··· Listed records ···
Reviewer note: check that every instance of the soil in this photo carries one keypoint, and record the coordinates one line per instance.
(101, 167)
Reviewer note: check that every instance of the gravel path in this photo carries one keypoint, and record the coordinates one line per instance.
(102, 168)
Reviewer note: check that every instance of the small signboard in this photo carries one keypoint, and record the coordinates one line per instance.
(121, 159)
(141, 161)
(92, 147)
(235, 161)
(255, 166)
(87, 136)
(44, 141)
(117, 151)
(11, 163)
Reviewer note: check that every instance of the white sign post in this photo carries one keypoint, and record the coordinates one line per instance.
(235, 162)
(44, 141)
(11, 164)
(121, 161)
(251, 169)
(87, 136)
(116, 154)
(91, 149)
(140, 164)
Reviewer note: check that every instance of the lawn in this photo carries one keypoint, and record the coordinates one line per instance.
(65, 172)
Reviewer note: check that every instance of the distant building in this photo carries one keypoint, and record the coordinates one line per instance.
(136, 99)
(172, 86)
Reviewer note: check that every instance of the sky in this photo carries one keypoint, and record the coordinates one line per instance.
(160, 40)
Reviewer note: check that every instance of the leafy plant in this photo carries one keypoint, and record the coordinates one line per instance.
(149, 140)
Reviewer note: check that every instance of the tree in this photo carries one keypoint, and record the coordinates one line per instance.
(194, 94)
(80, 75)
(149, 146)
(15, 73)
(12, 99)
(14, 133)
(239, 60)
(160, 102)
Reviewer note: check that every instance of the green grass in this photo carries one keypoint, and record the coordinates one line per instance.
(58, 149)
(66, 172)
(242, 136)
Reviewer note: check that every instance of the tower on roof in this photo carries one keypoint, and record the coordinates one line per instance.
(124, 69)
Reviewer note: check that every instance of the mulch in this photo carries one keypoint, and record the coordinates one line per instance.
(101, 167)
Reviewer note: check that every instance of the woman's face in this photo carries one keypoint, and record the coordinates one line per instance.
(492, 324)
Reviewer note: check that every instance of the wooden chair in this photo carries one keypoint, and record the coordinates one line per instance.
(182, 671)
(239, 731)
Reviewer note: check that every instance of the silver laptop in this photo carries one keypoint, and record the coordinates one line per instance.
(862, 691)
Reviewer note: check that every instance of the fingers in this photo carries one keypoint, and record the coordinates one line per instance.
···
◆ Assignment ◆
The answer should consist of the full listing, repeated exactly.

◆ Written response ◆
Reviewer note: check that every instance of the soil in this photo carries one keypoint, and record the coordinates one line per instance.
(101, 167)
Reviewer note: check that every instance of the gravel path in this photo carries one keypoint, and record the coordinates one line per instance.
(102, 168)
Reviewer note: check that every instance of the small signboard in this photo carries one keypoint, and record the coordinates one line per instance.
(121, 159)
(141, 161)
(92, 147)
(235, 161)
(255, 166)
(87, 136)
(44, 141)
(117, 151)
(11, 163)
Reviewer note: check that every instance of the white sign post in this photo carries one keypoint, and record the coordinates one line per instance.
(235, 162)
(44, 141)
(11, 164)
(121, 161)
(251, 169)
(87, 136)
(116, 154)
(91, 149)
(140, 164)
Reviewer note: check that every instance of the lawn in this photo carries one keypoint, and record the coordinates one line per instance.
(65, 172)
Reviewer note: check that every instance of the distant building in this photo carries one keypoint, and record the coordinates one line per instance.
(136, 99)
(172, 86)
Reviewer note: check that every instance of the sky in this photo carries one keypoint, and record the coordinates one line per instance.
(160, 40)
Reviewer note: check that every instance of the leafy plant in this photo carries one keypoint, and record the coordinates one line per instance.
(149, 140)
Reviewer note: check that every instance of the tree in this photo carries one keypoint, and record the coordinates one line per instance.
(194, 94)
(80, 75)
(149, 146)
(15, 73)
(12, 99)
(14, 133)
(239, 60)
(160, 102)
Reviewer note: check that every instance of the green grass in this photo carries one keypoint, and record the coordinates one line per instance.
(58, 149)
(66, 172)
(242, 136)
Reviewer note: check that every instance of the tower on roof in this photo carries one keypoint, and record the coordinates one line per instance.
(124, 69)
Reviewer note: check that every instance of the mulch in this photo carries one keypoint, and record the coordinates one line per instance.
(101, 167)
Reviewer note: check that every instance of the woman's face in this photo carries one keypoint, and record the coordinates one line per instance.
(492, 324)
Reviewer note: check that every instance of the wooden chair in this photo carries one keypoint, and record the coordinates one line per instance.
(182, 671)
(239, 731)
Reviewer note: check that every instance of the silver laptop in this photo carries one keypoint, and record the coordinates one line per instance.
(862, 691)
Reviewer note: check that every instance of the fingers in this photo carries one keypoint, and record the coordinates one line per instance.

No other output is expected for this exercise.